*Your instructions*
Would you transcribe all of the entries that follow, word for word?

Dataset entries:
::::::::

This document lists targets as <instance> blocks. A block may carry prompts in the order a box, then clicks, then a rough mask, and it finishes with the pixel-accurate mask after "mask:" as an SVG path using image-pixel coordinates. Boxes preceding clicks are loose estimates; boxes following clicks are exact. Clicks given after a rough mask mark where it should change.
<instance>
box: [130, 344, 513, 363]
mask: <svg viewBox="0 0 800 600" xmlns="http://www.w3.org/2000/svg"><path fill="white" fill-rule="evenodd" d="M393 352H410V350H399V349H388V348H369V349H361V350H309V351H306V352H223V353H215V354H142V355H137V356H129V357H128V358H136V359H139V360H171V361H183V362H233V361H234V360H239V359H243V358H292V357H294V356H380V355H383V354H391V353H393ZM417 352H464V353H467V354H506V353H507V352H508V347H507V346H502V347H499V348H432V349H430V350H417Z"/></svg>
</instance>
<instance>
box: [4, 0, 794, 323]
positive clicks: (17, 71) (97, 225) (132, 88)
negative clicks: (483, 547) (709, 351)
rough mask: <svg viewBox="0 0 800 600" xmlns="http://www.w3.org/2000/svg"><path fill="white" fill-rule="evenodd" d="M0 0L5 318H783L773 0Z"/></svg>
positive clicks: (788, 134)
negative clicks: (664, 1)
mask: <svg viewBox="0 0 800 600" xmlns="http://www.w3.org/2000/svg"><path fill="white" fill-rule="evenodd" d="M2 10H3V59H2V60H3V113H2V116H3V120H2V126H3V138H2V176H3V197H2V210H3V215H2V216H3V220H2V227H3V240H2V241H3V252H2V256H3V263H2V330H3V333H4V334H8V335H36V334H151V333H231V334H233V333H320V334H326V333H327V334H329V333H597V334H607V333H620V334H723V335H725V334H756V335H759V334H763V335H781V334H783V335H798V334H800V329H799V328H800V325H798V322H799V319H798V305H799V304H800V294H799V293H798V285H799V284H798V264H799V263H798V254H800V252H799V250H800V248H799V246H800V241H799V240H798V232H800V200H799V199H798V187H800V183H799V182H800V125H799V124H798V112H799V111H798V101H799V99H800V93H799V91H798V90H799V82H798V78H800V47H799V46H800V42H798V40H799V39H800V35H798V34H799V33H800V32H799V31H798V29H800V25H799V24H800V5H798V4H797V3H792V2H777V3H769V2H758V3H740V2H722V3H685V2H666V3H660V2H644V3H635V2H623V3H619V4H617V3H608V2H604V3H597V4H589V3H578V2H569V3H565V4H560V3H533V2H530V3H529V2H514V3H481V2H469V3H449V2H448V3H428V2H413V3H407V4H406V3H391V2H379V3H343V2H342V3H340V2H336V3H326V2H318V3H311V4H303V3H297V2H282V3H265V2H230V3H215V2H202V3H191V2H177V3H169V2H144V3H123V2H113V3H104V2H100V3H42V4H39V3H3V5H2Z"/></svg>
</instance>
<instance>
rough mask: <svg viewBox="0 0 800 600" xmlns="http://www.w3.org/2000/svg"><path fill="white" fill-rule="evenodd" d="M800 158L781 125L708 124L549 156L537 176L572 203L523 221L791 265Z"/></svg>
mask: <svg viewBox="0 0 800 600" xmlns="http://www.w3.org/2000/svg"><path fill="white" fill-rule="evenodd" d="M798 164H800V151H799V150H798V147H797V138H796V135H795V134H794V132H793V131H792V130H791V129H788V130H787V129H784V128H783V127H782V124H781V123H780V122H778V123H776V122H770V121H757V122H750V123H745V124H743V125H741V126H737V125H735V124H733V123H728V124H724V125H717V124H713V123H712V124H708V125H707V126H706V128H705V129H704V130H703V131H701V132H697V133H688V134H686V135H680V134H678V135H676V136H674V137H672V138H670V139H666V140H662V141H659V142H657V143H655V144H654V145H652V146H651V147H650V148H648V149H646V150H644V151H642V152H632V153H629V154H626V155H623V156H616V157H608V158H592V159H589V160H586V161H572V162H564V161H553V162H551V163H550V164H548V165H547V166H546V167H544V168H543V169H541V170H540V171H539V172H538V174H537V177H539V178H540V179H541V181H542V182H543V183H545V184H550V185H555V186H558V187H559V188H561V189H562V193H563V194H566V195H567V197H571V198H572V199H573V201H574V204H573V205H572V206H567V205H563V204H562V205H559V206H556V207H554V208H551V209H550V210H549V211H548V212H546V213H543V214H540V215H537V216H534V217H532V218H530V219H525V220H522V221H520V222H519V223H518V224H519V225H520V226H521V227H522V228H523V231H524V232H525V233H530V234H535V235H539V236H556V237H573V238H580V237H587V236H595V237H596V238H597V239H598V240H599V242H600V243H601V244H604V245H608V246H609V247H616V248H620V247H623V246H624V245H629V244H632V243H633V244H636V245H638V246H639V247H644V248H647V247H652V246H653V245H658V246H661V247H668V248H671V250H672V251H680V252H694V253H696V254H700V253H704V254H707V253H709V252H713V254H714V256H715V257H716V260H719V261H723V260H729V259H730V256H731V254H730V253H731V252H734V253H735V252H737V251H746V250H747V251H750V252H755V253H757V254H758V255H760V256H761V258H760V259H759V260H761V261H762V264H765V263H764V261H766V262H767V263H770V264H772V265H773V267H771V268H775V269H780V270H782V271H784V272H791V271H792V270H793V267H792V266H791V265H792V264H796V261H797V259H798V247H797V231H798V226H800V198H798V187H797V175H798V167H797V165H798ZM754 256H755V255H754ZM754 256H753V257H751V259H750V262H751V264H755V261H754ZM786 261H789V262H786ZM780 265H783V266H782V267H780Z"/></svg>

::::::::

*Task result*
This document lists targets as <instance> blocks. A block may carry prompts in the order a box, then clicks, then a rough mask, and it finishes with the pixel-accurate mask after "mask:" as an SVG path using image-pixel coordinates. Boxes preceding clicks are loose estimates; boxes following clicks are exact. Clicks given after a rough mask mark where it should change.
<instance>
box: [130, 344, 513, 363]
mask: <svg viewBox="0 0 800 600" xmlns="http://www.w3.org/2000/svg"><path fill="white" fill-rule="evenodd" d="M393 352H410V350H399V349H388V348H369V349H361V350H309V351H306V352H223V353H215V354H142V355H137V356H129V357H128V358H136V359H139V360H171V361H183V362H233V361H234V360H239V359H243V358H292V357H294V356H380V355H383V354H391V353H393ZM417 352H464V353H467V354H506V353H507V352H508V347H507V346H502V347H499V348H432V349H430V350H417Z"/></svg>
</instance>
<instance>
box: [4, 0, 794, 323]
positive clicks: (17, 71) (97, 225) (132, 88)
negative clicks: (483, 547) (709, 351)
rough mask: <svg viewBox="0 0 800 600" xmlns="http://www.w3.org/2000/svg"><path fill="white" fill-rule="evenodd" d="M0 0L5 318H783L773 0Z"/></svg>
positive clicks: (788, 134)
negative clicks: (664, 1)
mask: <svg viewBox="0 0 800 600" xmlns="http://www.w3.org/2000/svg"><path fill="white" fill-rule="evenodd" d="M2 10H3V59H2V60H3V113H2V116H3V120H2V126H3V138H2V176H3V197H2V210H3V215H2V216H3V220H2V227H3V240H2V241H3V252H2V256H3V263H2V330H3V333H4V334H8V335H36V334H151V333H231V334H233V333H320V334H326V333H327V334H329V333H597V334H607V333H620V334H723V335H725V334H756V335H759V334H763V335H781V334H783V335H798V334H800V329H799V328H800V325H798V322H799V319H798V305H799V304H800V294H799V293H798V285H799V284H798V264H799V263H798V254H800V252H799V250H800V248H799V246H800V241H799V240H798V232H800V200H799V199H798V187H800V183H799V182H800V125H799V124H798V112H799V111H798V101H799V99H800V93H799V91H798V90H799V82H798V78H800V47H799V46H800V42H798V40H799V39H800V35H798V34H799V33H800V32H799V31H798V29H800V25H799V24H800V5H798V4H797V3H792V2H777V3H769V2H758V3H740V2H722V3H685V2H666V3H660V2H644V3H635V2H623V3H619V4H617V3H608V2H604V3H597V4H589V3H578V2H569V3H565V4H560V3H533V2H530V3H529V2H514V3H481V2H469V3H449V2H448V3H428V2H413V3H407V4H406V3H391V2H379V3H343V2H342V3H340V2H336V3H326V2H318V3H311V4H303V3H297V2H282V3H265V2H230V3H215V2H202V3H191V2H177V3H169V2H144V3H123V2H113V3H104V2H100V3H42V4H39V3H3V5H2Z"/></svg>
</instance>
<instance>
rough mask: <svg viewBox="0 0 800 600" xmlns="http://www.w3.org/2000/svg"><path fill="white" fill-rule="evenodd" d="M800 158L781 125L708 124L549 156L537 176L572 203L523 221L791 265Z"/></svg>
mask: <svg viewBox="0 0 800 600" xmlns="http://www.w3.org/2000/svg"><path fill="white" fill-rule="evenodd" d="M798 164H800V151H799V150H798V147H797V138H796V135H795V134H794V132H793V131H792V130H791V129H788V130H787V129H784V128H783V127H782V124H781V123H780V122H778V123H776V122H770V121H757V122H750V123H745V124H743V125H741V126H737V125H735V124H733V123H728V124H724V125H717V124H713V123H712V124H708V125H707V126H706V128H705V129H704V130H703V131H701V132H697V133H688V134H686V135H680V134H678V135H676V136H674V137H672V138H670V139H666V140H662V141H659V142H657V143H655V144H654V145H652V146H651V147H650V148H648V149H646V150H644V151H642V152H632V153H629V154H626V155H623V156H616V157H608V158H592V159H589V160H586V161H572V162H564V161H553V162H551V163H550V164H548V165H547V166H546V167H544V168H543V169H541V170H540V171H539V172H538V174H537V177H539V178H540V179H541V181H542V182H543V183H545V184H550V185H555V186H558V187H559V188H561V189H562V193H563V194H566V195H567V197H571V198H572V199H573V201H574V204H573V205H572V206H567V205H563V204H562V205H559V206H556V207H554V208H551V209H550V210H549V211H548V212H546V213H543V214H540V215H537V216H534V217H532V218H530V219H525V220H522V221H520V222H519V223H518V224H519V225H520V226H521V227H522V228H523V231H524V232H525V233H530V234H535V235H539V236H556V237H573V238H580V237H587V236H595V237H596V238H597V239H598V240H599V242H600V243H601V244H604V245H608V246H609V247H616V248H620V247H623V246H624V245H629V244H632V243H633V244H636V245H638V246H639V247H644V248H647V247H652V246H653V245H658V246H661V247H668V248H671V250H672V251H680V252H694V253H696V254H700V253H704V254H707V253H709V252H713V254H714V256H715V257H716V260H719V261H723V260H729V259H730V256H731V254H730V253H731V252H734V253H735V252H737V251H746V250H747V251H750V252H755V253H757V254H758V255H760V256H761V258H760V259H759V260H761V261H762V264H765V263H764V261H766V262H767V263H770V264H772V265H773V267H771V268H775V269H780V270H782V271H784V272H791V271H792V270H793V267H792V266H791V265H792V264H796V261H797V259H798V247H797V231H798V226H800V198H798V187H797V175H798V167H797V165H798ZM754 256H755V255H754ZM754 256H753V257H751V259H750V262H751V264H755V261H754ZM786 261H789V262H786ZM780 265H783V266H782V267H780Z"/></svg>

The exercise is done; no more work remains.